Directions for this task -> Using the material that follows, identify and copy each line with the string "bear".

-------------------------

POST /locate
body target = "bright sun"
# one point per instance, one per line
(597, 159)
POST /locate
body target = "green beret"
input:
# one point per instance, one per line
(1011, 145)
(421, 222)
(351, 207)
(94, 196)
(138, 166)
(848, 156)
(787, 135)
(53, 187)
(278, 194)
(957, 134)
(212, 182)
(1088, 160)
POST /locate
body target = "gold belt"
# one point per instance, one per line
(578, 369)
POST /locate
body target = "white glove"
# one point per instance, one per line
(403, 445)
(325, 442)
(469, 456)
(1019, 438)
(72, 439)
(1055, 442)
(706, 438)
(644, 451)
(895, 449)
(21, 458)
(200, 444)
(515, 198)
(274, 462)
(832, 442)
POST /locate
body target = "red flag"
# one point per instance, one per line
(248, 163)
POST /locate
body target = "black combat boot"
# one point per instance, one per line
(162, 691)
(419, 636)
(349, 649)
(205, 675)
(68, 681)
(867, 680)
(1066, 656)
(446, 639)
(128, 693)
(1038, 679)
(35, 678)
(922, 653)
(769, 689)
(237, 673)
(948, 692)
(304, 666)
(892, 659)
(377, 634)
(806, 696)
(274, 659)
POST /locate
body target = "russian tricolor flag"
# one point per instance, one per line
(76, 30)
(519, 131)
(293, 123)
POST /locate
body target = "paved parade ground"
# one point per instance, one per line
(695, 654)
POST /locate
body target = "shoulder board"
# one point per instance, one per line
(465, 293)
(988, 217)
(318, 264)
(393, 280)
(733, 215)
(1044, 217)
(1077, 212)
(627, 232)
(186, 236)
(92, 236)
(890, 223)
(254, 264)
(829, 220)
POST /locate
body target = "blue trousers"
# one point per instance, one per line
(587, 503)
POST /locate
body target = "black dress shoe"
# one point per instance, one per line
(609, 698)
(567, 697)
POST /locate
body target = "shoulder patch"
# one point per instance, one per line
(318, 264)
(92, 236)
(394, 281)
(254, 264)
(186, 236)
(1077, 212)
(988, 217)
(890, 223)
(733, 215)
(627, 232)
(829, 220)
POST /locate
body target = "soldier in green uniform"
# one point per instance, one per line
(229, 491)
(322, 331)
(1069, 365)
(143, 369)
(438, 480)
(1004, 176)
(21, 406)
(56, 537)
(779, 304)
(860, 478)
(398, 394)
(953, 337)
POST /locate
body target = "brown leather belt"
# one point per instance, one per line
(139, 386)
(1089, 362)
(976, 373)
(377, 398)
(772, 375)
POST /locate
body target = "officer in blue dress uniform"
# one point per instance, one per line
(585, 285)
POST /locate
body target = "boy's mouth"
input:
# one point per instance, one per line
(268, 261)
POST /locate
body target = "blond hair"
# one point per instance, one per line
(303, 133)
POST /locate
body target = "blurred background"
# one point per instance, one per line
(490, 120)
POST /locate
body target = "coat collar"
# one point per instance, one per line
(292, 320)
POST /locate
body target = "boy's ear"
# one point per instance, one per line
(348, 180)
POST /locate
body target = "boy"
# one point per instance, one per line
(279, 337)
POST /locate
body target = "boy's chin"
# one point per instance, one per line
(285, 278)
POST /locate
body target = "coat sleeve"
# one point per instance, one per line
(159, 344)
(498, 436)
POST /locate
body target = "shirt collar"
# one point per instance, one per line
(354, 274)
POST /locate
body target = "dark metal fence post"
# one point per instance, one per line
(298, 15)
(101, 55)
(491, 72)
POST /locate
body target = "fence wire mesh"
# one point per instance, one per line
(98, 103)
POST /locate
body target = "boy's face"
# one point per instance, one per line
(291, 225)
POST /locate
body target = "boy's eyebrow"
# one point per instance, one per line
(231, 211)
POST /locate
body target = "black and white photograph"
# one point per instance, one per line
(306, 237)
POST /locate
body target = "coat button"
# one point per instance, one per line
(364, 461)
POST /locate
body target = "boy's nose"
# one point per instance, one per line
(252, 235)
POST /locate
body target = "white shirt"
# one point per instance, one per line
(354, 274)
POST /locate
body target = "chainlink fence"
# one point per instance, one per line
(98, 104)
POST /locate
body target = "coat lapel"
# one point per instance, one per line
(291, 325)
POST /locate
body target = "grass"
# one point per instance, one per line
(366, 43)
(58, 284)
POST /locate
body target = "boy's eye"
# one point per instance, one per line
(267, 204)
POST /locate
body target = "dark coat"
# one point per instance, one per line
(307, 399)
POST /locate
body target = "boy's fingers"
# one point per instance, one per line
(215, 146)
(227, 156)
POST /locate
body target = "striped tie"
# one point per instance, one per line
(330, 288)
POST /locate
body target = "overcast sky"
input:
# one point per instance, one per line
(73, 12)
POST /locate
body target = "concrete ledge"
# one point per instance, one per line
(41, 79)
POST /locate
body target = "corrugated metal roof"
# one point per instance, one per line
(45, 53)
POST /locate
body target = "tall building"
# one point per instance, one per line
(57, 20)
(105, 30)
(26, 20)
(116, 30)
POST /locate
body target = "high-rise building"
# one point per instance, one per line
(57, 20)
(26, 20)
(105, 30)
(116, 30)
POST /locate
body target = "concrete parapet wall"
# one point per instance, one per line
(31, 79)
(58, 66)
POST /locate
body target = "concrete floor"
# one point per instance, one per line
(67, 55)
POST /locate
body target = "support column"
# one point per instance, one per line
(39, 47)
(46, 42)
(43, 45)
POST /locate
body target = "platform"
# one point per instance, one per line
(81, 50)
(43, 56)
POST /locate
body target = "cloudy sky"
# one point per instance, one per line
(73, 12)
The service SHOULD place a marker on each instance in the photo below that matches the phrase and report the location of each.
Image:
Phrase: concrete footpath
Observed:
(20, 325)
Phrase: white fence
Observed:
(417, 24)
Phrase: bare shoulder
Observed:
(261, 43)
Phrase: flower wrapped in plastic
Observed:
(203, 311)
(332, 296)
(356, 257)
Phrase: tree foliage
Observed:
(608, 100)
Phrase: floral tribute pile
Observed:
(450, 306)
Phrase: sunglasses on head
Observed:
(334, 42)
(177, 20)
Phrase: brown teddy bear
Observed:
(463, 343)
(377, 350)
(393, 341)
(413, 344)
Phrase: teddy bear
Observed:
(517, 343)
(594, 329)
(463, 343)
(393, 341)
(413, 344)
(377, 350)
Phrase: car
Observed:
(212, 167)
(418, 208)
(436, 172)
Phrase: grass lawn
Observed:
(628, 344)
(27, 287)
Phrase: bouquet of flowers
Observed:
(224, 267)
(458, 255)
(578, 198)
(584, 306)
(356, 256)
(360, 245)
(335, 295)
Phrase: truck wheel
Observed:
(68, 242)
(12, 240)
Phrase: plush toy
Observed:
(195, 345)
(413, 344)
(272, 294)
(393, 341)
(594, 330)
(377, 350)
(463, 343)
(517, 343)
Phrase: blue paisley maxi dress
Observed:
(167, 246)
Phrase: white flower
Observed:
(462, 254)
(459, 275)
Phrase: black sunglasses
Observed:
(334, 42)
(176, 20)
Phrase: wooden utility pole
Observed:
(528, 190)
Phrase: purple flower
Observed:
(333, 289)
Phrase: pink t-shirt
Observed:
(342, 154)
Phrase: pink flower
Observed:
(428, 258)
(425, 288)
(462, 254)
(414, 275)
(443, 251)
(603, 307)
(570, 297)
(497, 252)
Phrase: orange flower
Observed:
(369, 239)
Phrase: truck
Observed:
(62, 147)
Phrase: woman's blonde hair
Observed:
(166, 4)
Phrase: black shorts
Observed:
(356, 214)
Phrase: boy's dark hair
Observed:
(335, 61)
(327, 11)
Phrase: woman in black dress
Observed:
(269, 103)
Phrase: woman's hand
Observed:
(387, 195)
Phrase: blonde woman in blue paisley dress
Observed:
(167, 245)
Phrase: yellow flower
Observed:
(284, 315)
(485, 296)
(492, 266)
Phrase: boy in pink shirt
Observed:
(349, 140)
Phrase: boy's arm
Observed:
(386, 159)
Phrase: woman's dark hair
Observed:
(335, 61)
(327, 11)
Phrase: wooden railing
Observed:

-------------------------

Reply ->
Phrase: brown teddy bear
Phrase: teddy bear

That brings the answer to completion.